TRAVAIL DEMANDÉ:
A - Répondez à ces questions sur le texte consacré aux champs immatériels :
(i) D'après le texte, la finalité de l'action militaire est-elle physique ou immatérielle ?
(ii) Quels deux moyens d'accès à l'environnement informationnel sont cités ?
(iii) Sous quel sigle l'armée de terre française désigne-t-elle les « effets dans les champs immatériels » ?
B - Reprenez le texte consacré aux champs immatériels et rédigez-en la suite à partir de sa dernière phrase.

SOURCE:

——————————

Les « effets dans les champs immatériels » sont un concept récent utilisé par l’armée de terre française. Parfois accusé d’entretenir le fou et la confusion sur son objet, il nécessite une explication de texte.
« Pour réduire l’adversaire à l’obéissance, il nous faut le placer dans une position telle qu’il y trouve plus de désavantages que n’en comporterait sa soumission au sacrifice que nous voulons lui imposer […]. Les modifications que la continuation de l’action militaire apportera dans cette situation devront donc contribuer, ou du moins avoir l’apparence de contribuer à l’empirer[1]. »
Carl von Clausewitz, De la guerre.
À rebours de toutes les idées reçues, la finalité de l’action militaire n’est pas physique, mais immatérielle. À travers la destruction de ses forces, c’est la volonté de l’adversaire que l’on vise. Il s’agit de lui démontrer qu’il sera plus avantageux d’accepter la défaite que de poursuivre le combat.
Les armées se montrent naturellement à l’aise avec les actions dans le domaine physique. S’emparer d’un objectif ou neutraliser des unités ennemies restent des savoir-faire qu’elles entretiennent avec soin. En revanche, la prise en compte des effets qu’elles produisent dans l’esprit de leur adversaire leur pose davantage de difficultés.
Or, ces dernières années ont vu se développer considérablement des outils permettant de produire des effets sur la volonté de l’adversaire. Le cyberespace et l’environnement électromagnétique se révèlent des moyens d’accès à l’environnement informationnel que l’action militaire ne peut ignorer.
Pour s’assurer la maîtrise de ces champs et milieux « non physiques », l’armée de terre française a forgé le concept d’« effets dans les champs immatériels », ou ECIm. Elle définit les champs immatériels comme « la convergence de l’environnement informationnel, du cyberespace, et l’environnement électromagnétique[2] ».

——————————

MATÉRIAU FOURNI:
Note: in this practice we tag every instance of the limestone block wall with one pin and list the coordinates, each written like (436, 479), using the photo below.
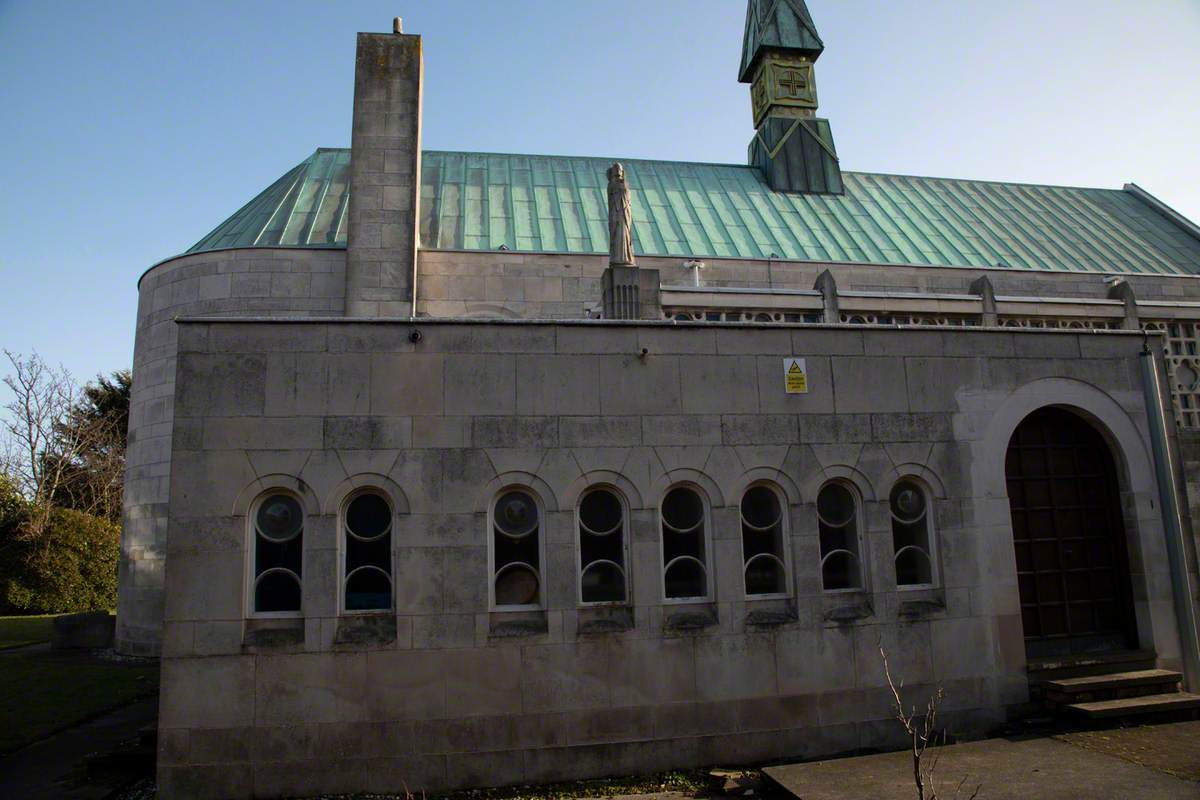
(285, 282)
(549, 286)
(445, 691)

——————————

RÉPONSES FOURNIES:
A -
(i) Elle est immatérielle.
(ii) Le cyberespace et l'environnement électromagnétique.
(iii) ECIm.

B -
Pourtant, ces champs lient de façon intime les dimensions matérielles et immatérielles des opérations. De même, la France dispose déjà d’un cadre conceptuel qui lui permet d’agir sur la volonté de l’adversaire.
Dès lors, en quoi résident l’originalité et l’utilité du concept d’effets dans les champs immatériels ?
Les effets dans les champs immatériels : un processus de définition doctrinale récent
La dimension « immatérielle » de la guerre existe depuis la nuit des temps. L’action sur les perceptions de l’adversaire se trouve au cœur de nombreux procédés tactiques dès l’antiquité. La notion de champs immatériels apparaît, elle, progressivement dans la doctrine militaire française à partir de 2008[3]. Elle connaît aujourd’hui un regain d’intérêt, ce qui suscite un processus de clarification.
Un environnement doctrinal en cours de clarification
Publié en 2020, le Concept d’emploi des forces, de niveau interarmées, identifiait « deux catégories d’espaces de manœuvre et de confrontation, les milieux et les champs. Les milieux renvoient aux espaces terrestre, maritime, aérien, exo-atmosphérique et cyber ; les champs recouvrent les espaces informationnel et électromagnétique[4] ».
L’armée de terre, avec son Concept d’emploi des forces terrestres, est ensuite venue préciser la notion de champs immatériels : « Les champs immatériels sont définis comme la convergence de l’environnement informationnel, du cyberespace, de l’environnement électromagnétique[5] ».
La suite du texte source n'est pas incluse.